● **DIRECTIONS FOR THIS TASK**: Each entry below needs to be transcribed verbatim; the images should not appear.

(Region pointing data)

○ ○ ○ ○ ○

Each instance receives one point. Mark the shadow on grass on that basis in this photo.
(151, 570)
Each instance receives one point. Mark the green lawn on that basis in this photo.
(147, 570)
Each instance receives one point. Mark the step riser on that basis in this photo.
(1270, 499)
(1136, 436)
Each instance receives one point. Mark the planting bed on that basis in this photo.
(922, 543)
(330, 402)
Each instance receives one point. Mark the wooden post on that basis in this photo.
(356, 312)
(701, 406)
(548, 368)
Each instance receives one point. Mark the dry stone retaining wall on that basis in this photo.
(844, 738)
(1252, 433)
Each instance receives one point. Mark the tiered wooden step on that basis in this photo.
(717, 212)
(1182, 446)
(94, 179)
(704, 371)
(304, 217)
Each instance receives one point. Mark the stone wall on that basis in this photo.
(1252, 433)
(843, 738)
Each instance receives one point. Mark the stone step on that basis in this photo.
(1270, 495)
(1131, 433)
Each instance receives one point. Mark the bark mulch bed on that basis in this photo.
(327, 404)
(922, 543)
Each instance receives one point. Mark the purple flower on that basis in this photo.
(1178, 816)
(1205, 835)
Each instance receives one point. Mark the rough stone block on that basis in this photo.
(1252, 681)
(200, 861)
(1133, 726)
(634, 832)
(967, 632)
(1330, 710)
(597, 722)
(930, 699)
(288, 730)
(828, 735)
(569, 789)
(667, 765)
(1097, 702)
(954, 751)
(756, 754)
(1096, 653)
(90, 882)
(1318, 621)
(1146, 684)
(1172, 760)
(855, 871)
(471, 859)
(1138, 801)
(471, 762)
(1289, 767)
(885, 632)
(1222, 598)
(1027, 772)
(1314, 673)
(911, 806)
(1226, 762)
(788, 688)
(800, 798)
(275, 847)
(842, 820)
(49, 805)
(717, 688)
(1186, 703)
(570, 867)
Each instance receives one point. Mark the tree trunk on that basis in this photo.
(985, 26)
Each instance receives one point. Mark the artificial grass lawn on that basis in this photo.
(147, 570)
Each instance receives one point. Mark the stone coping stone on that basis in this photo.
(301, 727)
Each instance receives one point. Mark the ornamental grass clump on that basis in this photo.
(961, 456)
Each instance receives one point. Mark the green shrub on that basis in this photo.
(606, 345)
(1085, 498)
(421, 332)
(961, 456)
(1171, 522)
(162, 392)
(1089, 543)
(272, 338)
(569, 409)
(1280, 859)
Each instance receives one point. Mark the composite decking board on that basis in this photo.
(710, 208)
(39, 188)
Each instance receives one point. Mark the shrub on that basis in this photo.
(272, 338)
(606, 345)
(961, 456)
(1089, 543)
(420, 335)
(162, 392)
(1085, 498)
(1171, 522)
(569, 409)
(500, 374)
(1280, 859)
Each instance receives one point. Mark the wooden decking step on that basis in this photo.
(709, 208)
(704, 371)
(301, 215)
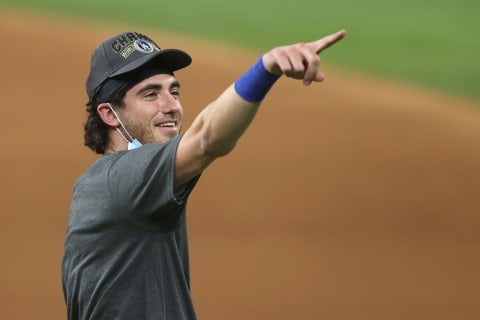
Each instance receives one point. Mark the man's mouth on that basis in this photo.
(167, 124)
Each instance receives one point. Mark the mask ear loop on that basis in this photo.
(123, 127)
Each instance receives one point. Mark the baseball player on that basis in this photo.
(126, 247)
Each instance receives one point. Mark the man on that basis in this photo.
(126, 248)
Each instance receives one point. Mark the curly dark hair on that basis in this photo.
(95, 130)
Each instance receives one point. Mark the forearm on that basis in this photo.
(223, 122)
(226, 119)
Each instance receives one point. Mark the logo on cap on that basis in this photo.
(143, 46)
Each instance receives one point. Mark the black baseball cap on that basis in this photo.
(128, 52)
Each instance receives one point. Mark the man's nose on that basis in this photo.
(170, 103)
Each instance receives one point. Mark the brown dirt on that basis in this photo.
(356, 198)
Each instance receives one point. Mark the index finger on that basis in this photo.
(322, 44)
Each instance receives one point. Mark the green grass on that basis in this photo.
(429, 42)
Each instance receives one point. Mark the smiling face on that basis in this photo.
(152, 112)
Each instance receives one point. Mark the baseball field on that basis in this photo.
(357, 198)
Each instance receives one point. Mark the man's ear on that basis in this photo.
(107, 115)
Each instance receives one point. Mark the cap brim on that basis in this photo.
(169, 59)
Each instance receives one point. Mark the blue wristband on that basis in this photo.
(254, 84)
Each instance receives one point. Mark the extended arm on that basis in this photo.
(217, 128)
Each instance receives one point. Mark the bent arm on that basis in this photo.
(216, 130)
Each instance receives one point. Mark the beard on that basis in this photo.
(147, 132)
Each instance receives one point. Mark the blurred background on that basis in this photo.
(357, 197)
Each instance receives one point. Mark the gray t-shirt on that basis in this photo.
(126, 247)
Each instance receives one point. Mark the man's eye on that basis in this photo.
(150, 94)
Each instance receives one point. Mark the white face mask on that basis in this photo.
(132, 143)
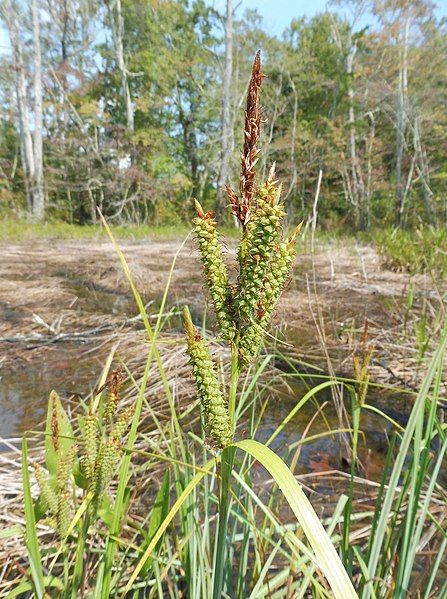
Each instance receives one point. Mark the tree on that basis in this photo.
(227, 126)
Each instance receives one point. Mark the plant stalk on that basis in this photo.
(226, 467)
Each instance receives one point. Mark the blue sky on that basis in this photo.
(277, 14)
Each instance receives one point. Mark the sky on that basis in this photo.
(276, 14)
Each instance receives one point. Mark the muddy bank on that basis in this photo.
(63, 304)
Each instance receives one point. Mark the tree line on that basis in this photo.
(137, 107)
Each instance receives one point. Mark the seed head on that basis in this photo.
(215, 271)
(215, 417)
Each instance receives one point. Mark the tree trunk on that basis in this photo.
(401, 124)
(117, 22)
(26, 142)
(38, 181)
(227, 128)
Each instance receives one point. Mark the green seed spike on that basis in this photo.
(215, 270)
(122, 423)
(65, 467)
(215, 417)
(63, 514)
(257, 249)
(90, 446)
(49, 496)
(276, 277)
(107, 459)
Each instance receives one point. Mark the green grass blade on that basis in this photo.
(164, 525)
(32, 542)
(387, 506)
(326, 555)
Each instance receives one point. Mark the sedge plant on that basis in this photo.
(243, 311)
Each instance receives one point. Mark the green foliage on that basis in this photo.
(413, 251)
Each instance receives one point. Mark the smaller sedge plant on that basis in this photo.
(89, 459)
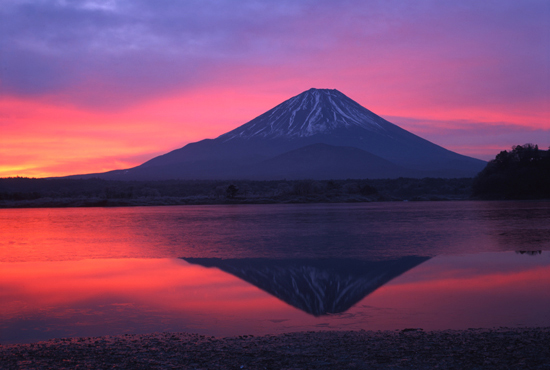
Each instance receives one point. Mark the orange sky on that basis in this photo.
(74, 99)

○ ○ ○ ○ ○

● **TASK SOLUTION**:
Each instance receives one point. Mark the shadow on grass on that basis in this photo.
(151, 570)
Each instance receives one point. Mark the green lawn on that basis in this photo.
(147, 570)
Each instance receives one point. Mark the step riser on that basis in this photo.
(1270, 499)
(1136, 436)
Each instance receives one point. Mark the planting bed on that basis in this photo.
(922, 543)
(330, 402)
Each instance receives one point. Mark the wooden post on that basis in this photo.
(356, 312)
(701, 406)
(548, 368)
Each instance receives one point. Mark the dry stone retaining wall on that basis in this photo.
(844, 738)
(1252, 433)
Each instance receives one point. Mark the tiered wooden step on that basis in this photo.
(717, 212)
(1182, 446)
(94, 179)
(704, 371)
(304, 217)
Each instance receives one point. Mark the stone wall on that basis in this photo.
(1252, 433)
(843, 738)
Each instance receives one point. Mark the stone step on that basis in this photo.
(1270, 495)
(1131, 433)
Each instance receives one point. Mark the bark mulch bed on that basis in this photo.
(327, 404)
(922, 543)
Each instance receives one point. Mark the purple flower on that basis in this photo.
(1178, 816)
(1205, 835)
Each instance receives one point. Mark the rough stone block on that basis in this photo.
(1252, 681)
(200, 861)
(1133, 726)
(634, 832)
(967, 632)
(1330, 710)
(597, 722)
(930, 699)
(288, 730)
(828, 735)
(569, 789)
(667, 765)
(1097, 702)
(954, 751)
(756, 754)
(1096, 653)
(90, 882)
(1318, 621)
(1146, 684)
(1172, 760)
(855, 871)
(471, 859)
(1138, 801)
(471, 762)
(1289, 767)
(885, 632)
(1222, 598)
(1027, 772)
(1314, 673)
(911, 806)
(1226, 762)
(788, 688)
(800, 798)
(275, 847)
(842, 820)
(49, 805)
(717, 688)
(1186, 703)
(570, 867)
Each instance receives one point. Mark the tree trunk on that basis in this photo.
(985, 26)
Each instance receives one point. Mark the artificial grass lawn on that basis in this photo.
(147, 570)
Each instance receives one point. Mark the stone coping stone on that basis in this photo.
(301, 727)
Each instance receives one point. Mark the ornamental grass clump on that basis in this photo.
(961, 456)
Each instance receives one point. Mark the green shrub on that basis in this photo.
(606, 345)
(1085, 498)
(421, 332)
(961, 456)
(1171, 522)
(162, 392)
(1089, 543)
(272, 338)
(569, 409)
(1280, 859)
Each instance receives one point. Mark the composite decking board on that basis in this photo.
(710, 208)
(39, 188)
Each instance receives one point. Mark the shrub on that basis in this photo.
(272, 338)
(606, 345)
(961, 456)
(1089, 543)
(420, 335)
(162, 392)
(1085, 498)
(1171, 522)
(569, 409)
(500, 374)
(1280, 859)
Each instance receives one point. Mark the wooden decking step on that basis in this photo.
(709, 208)
(704, 371)
(301, 215)
Each instance receives one point. Mark the man's mouth on that basis in this photo.
(167, 124)
Each instance receives one point. Mark the mask ear loop on that basis in this photo.
(123, 127)
Each instance receives one point. Mark the baseball player on that basis in this photo.
(126, 247)
Each instance receives one point. Mark the man on that basis in this photo.
(126, 248)
Each instance receives one point. Mark the curly dark hair on that basis in this photo.
(95, 130)
Each instance receives one point. Mark the forearm on that basis in this photo.
(223, 122)
(226, 119)
Each instance receives one point. Mark the logo on cap on that basis in this photo.
(143, 46)
Each instance receives one point. Mark the black baseball cap on that basis in this photo.
(128, 52)
Each instance receives one point. Mark the man's nose on that basis in this photo.
(170, 103)
Each instance receives one point. Mark the brown dirt on that basis in this photo.
(356, 198)
Each instance receives one point. Mark the index finger on that basis in this photo.
(322, 44)
Each instance receives one point. Mark the green grass on that basis in this photo.
(429, 42)
Each instance receives one point. Mark the smiling face on that basis in this photo.
(152, 112)
Each instance receives one point. Mark the baseball field on that basis in this photo.
(357, 198)
Each instance receives one point. Mark the man's ear on that basis in this photo.
(107, 115)
Each instance receives one point. Mark the cap brim on that basis in this photo.
(169, 59)
Each instance receives one point. Mark the blue wristband on that basis in this photo.
(254, 84)
Each instance receives one point. Mark the extended arm on that basis in this photo.
(217, 128)
Each instance receives one point. Mark the bent arm on that basis in this photo.
(216, 130)
Each instance receives one point. Mark the beard on that basis in this photo.
(147, 132)
Each instance receives one point. Mark the blurred background on that basis in this photo.
(357, 197)
Each instance receives one point. Mark the gray t-shirt on that basis in this photo.
(126, 247)
Each instance receives one point. Mark the man's eye on that basis in this photo.
(150, 94)
Each instance receives one point. Mark the white face mask on that basis in this photo.
(132, 143)
Each instance receives one point. Mark the tree on that basis in this photo.
(227, 126)
Each instance receives one point. Mark the plant stalk on that basis in this photo.
(226, 467)
Each instance receives one point. Mark the blue sky on that basis in this photo.
(277, 14)
Each instance receives one point. Mark the sky on that basis in this photo.
(276, 14)
Each instance receives one point. Mark the muddy bank on that basis in this photo.
(63, 304)
Each instance receives one point. Mark the tree line on that basis in this photo.
(137, 107)
Each instance receives one point. Mark the seed head on that basis in this photo.
(215, 271)
(215, 417)
Each instance receives one point. Mark the tree trunk on that basis in this photo.
(401, 124)
(117, 22)
(26, 142)
(38, 181)
(227, 128)
Each instance receives one point. Mark the green seed spike on that basis in this photo.
(215, 270)
(122, 423)
(65, 467)
(215, 417)
(63, 514)
(257, 249)
(90, 446)
(49, 496)
(276, 277)
(107, 459)
Each instance receives one point. Mark the green grass blade on that basis in this photo.
(164, 525)
(32, 542)
(387, 506)
(326, 555)
Each instance receives one point. Mark the sedge plant on that basis in this photo.
(243, 311)
Each instance receives one point. Mark the green foliage on that basis in this photo.
(413, 251)
Each instance receives one point. Mark the smaller sedge plant on that basis in this photo.
(89, 459)
Each instance receives one point. Mark the orange sky on that basis in this photo.
(74, 99)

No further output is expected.